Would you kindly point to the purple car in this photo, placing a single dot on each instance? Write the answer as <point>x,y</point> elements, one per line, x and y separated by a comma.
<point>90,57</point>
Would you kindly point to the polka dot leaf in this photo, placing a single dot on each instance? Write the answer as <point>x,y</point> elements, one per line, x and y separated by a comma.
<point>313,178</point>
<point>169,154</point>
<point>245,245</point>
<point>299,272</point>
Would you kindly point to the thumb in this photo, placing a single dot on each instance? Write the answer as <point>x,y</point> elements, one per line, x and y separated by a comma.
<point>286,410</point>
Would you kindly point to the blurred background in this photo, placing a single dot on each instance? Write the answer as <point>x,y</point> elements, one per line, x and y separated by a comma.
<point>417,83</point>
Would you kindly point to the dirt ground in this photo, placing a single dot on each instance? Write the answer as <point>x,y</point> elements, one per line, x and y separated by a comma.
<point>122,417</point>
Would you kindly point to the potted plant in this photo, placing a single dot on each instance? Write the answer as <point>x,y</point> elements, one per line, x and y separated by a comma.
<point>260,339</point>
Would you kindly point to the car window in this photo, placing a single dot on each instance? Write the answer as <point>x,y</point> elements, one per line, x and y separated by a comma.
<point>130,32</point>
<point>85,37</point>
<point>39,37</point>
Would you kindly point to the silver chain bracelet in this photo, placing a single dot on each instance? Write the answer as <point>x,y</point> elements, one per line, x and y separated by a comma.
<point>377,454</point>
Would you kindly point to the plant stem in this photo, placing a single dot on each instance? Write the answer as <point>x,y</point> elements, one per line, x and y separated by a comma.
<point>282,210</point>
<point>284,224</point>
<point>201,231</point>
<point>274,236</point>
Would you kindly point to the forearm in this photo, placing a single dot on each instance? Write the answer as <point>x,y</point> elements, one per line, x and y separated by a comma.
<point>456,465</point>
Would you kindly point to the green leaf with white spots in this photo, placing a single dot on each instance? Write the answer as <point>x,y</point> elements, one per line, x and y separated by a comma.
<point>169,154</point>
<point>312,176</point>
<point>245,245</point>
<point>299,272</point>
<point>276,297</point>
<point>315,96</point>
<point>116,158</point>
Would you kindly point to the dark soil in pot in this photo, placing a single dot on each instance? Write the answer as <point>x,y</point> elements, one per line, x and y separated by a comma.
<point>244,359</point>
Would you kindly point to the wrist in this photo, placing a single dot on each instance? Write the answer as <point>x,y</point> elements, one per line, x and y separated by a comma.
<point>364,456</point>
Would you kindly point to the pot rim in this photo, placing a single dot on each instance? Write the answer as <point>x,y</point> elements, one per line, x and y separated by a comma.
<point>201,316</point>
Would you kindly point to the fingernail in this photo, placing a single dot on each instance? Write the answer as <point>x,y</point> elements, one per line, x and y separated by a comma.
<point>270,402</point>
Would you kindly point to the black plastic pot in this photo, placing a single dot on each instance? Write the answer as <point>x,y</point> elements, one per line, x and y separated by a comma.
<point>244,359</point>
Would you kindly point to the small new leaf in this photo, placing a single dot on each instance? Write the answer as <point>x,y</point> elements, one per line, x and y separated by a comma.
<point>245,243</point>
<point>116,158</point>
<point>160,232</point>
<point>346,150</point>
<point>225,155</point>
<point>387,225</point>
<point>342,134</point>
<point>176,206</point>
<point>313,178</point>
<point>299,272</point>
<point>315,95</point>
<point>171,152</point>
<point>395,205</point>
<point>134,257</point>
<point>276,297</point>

[To do] Starting at the beginning of the data and going on through the line with "<point>274,236</point>", lay out only that part as a two-column CSV with the headers text and answer. Give one row per text, putting the text and its whole answer each in a single quoted field, with line breaks turned into spaces.

[Complete response]
text,answer
"Would you kindly point to the purple car in this photo, placing a single dot on each instance? Write the answer as <point>x,y</point> elements, one per line, x and y separated by a comma.","<point>90,57</point>"
"Would you kindly point to the polka dot leaf in this photo, placing a single dot on each instance? Write the answer as <point>x,y</point> elements, one per line, x and y separated by a comma.","<point>313,178</point> <point>169,154</point> <point>245,245</point> <point>299,272</point>"
"Would you kindly point to the thumb in this photo, placing a single dot on each instance? Write the answer as <point>x,y</point> elements, one per line, x and y separated by a comma.","<point>286,410</point>"
"Would you kindly point to the blurred background in this photo, placing a single dot on each instance? Write the answer as <point>x,y</point> elements, one per line, x and y separated by a comma.","<point>417,83</point>"
"Would you kindly point to the dirt ground in this photo, placing a single dot on each instance? Write the answer as <point>x,y</point> elements, one per line, x and y separated by a comma.","<point>122,417</point>"
"Would you kindly point to the potted plant in this photo, placing a single dot on each instance? Write the answer as <point>x,y</point> elements, one per line, x and y separated by a comma.","<point>260,339</point>"
"Would you kindly point to the car window in this photo, placing a single dot on each instance? Write the answer as <point>x,y</point> elements, one per line, x and y separated by a comma.","<point>130,32</point> <point>85,37</point> <point>39,37</point>"
"Would you kindly point to the silver chain bracelet in this photo, placing a single dot on each instance? Write the answer as <point>x,y</point> elements, one per line, x and y separated by a comma.","<point>377,454</point>"
"Would you kindly point to the plant stem in this photo, placing a single dot on each instance? Write the answer as <point>x,y</point> elements, one per line, x and y separated by a comma.","<point>282,210</point> <point>284,224</point> <point>201,231</point> <point>274,236</point>"